-- Opening Marker --
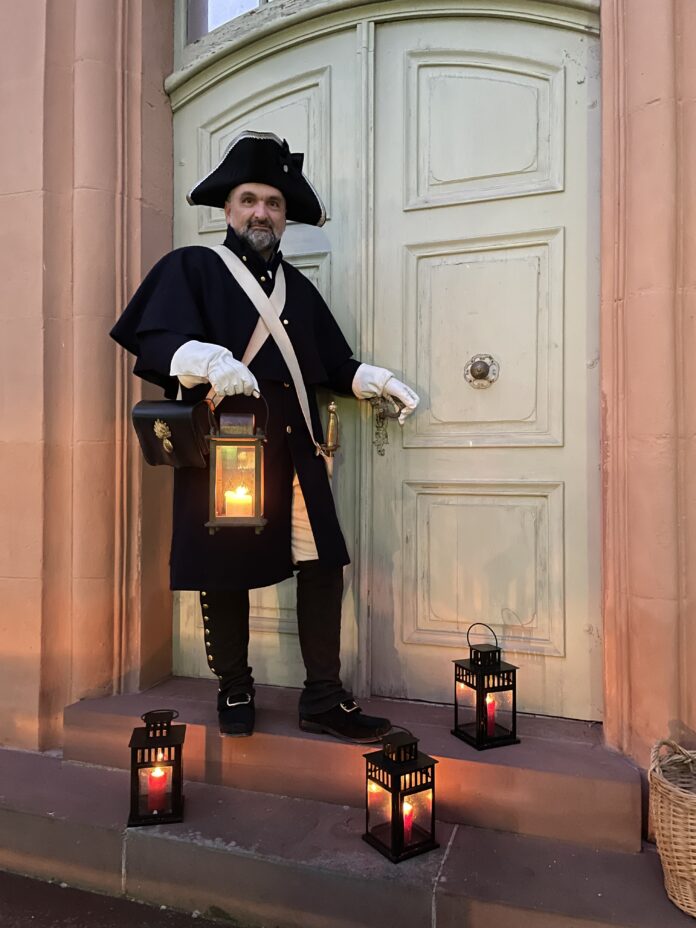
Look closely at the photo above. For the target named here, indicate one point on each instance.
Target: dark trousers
(226, 630)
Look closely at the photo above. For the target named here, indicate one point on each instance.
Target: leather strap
(269, 317)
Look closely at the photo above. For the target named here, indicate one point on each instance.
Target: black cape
(190, 294)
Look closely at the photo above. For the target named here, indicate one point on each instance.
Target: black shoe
(346, 721)
(236, 714)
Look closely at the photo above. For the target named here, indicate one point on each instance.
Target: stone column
(647, 384)
(86, 199)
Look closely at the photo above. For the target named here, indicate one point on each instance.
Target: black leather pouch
(173, 432)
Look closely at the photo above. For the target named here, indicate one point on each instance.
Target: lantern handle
(484, 626)
(212, 405)
(171, 713)
(260, 396)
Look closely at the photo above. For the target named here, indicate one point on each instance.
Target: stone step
(559, 782)
(260, 860)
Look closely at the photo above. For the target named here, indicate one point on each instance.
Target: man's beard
(260, 238)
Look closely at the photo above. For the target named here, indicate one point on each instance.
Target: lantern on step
(400, 798)
(485, 697)
(236, 474)
(156, 769)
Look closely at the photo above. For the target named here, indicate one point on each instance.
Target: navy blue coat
(190, 294)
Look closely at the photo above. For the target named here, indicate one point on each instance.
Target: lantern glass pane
(466, 706)
(155, 790)
(235, 480)
(498, 713)
(379, 812)
(417, 815)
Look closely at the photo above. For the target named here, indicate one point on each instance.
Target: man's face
(256, 212)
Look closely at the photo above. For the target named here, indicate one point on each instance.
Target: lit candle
(408, 822)
(156, 790)
(490, 714)
(239, 502)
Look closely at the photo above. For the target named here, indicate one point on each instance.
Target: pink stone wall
(89, 169)
(648, 343)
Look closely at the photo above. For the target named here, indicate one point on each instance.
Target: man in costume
(188, 325)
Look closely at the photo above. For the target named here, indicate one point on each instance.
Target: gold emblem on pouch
(164, 433)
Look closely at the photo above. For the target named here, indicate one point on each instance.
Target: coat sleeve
(336, 353)
(164, 313)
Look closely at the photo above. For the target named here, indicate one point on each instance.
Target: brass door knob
(481, 371)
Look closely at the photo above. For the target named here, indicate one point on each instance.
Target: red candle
(490, 715)
(156, 790)
(408, 822)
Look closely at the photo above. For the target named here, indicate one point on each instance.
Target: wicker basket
(672, 779)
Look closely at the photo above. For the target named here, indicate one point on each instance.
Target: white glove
(199, 362)
(370, 382)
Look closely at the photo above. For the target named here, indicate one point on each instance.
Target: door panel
(486, 504)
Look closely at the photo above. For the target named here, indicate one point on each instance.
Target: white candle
(239, 502)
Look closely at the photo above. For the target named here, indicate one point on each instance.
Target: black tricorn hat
(262, 158)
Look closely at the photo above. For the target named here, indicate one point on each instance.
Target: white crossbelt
(270, 320)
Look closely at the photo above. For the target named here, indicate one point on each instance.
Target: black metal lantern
(485, 697)
(400, 798)
(156, 769)
(236, 474)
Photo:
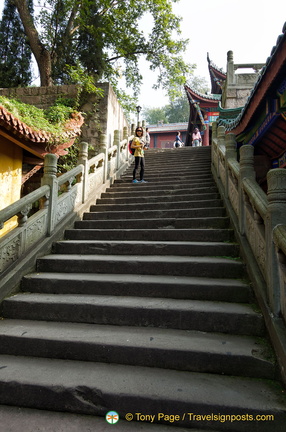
-- Closing Marker --
Brief — The result should be the listing above, restated exactly, with no pictures in it.

Exercise solution —
Look closely at the photo above. For the target named here, indicate one point on each instance.
Target: dark trousers
(226, 630)
Look closely at the photo above. For the target named here, indicate one point on each instance.
Target: leather strap
(269, 317)
Look closely at the photo above. For the target named here, indicate one point on each instance.
Target: black cape
(190, 294)
Look closely at the photo above. For the target named here, indicate one point on each instance.
Target: black shoe
(346, 721)
(236, 714)
Look closely at the photo above. For the target named here, indicate one point on each instance.
Target: stone column
(647, 384)
(86, 199)
Look closely at the photo above. For the target named here, indicate one point on each instance.
Target: black leather pouch
(173, 432)
Look closely at the photo above. For the target named here, indicate one point on each instance.
Target: lantern handle
(484, 626)
(212, 405)
(171, 713)
(260, 396)
Look closely at the photo above. For the target named here, indicate one point on each instance.
Target: stone step
(559, 782)
(260, 860)
Look closely at the photo above. For the target named here, indicate one point on each instance.
Target: man's beard
(260, 238)
Look closely at the photo above. For the target named here, indicate one point on each instance.
Target: lantern on step
(400, 798)
(485, 697)
(236, 474)
(156, 769)
Look closely at the photo above. For the target named here, indicate one point on each instance.
Target: navy blue coat
(190, 294)
Look closely at the photo above. For the target named here, indicate one point on each instance.
Target: lantern glass pane
(466, 706)
(155, 790)
(235, 480)
(498, 713)
(379, 812)
(417, 815)
Look closely at the photo above. For the target named here, indicate one point on each instance.
Target: man's face
(256, 212)
Look closely at the photo above. For the target named here, indicate one point on each instance.
Target: lit candle
(408, 822)
(156, 790)
(490, 714)
(239, 502)
Look closely at the photo above. For the target named here, indicate one point on each instance.
Target: pink stone wall
(89, 169)
(648, 343)
Look closely at the photo above. For the target named here, indicate one point on each instance.
Target: man in costume
(188, 325)
Look closely at the photo above. For the target named here, indicate one point on each instance.
Target: gold emblem on pouch
(164, 433)
Look closely at the photo above. For the target named here, indicate one point on each instance.
Target: coat sleeve
(336, 353)
(164, 313)
Look closely at the photo above. For the target named here, indicate one point on each instance.
Target: brass door knob
(481, 371)
Look closely at the photo above. For the target named here, indicate one point on each instance.
Target: red candle
(490, 715)
(156, 790)
(408, 822)
Look closely at the photo above. For the target named here, indicate one point on each instance.
Target: wicker basket
(672, 779)
Look closely at the photo above. For the target named here, indicate one point on each instance.
Target: white glove
(199, 362)
(370, 382)
Look closely at the photo above. For the target named here, indicate one point on each instance.
Target: door panel
(486, 504)
Look closely at the photo above. For the target named here, indicate one point on each instance.
Target: white candle
(239, 502)
Look closely at the photo above. For the target named here, indicate one point on each instance.
Target: black tricorn hat
(262, 158)
Look closely at the photo above. For the target named here, indicate one point on each instance.
Target: white crossbelt
(270, 320)
Look closely at the photo above. For the target named here, indicate one point on each instance.
Target: black metal lantern
(485, 697)
(400, 798)
(156, 769)
(236, 474)
Photo:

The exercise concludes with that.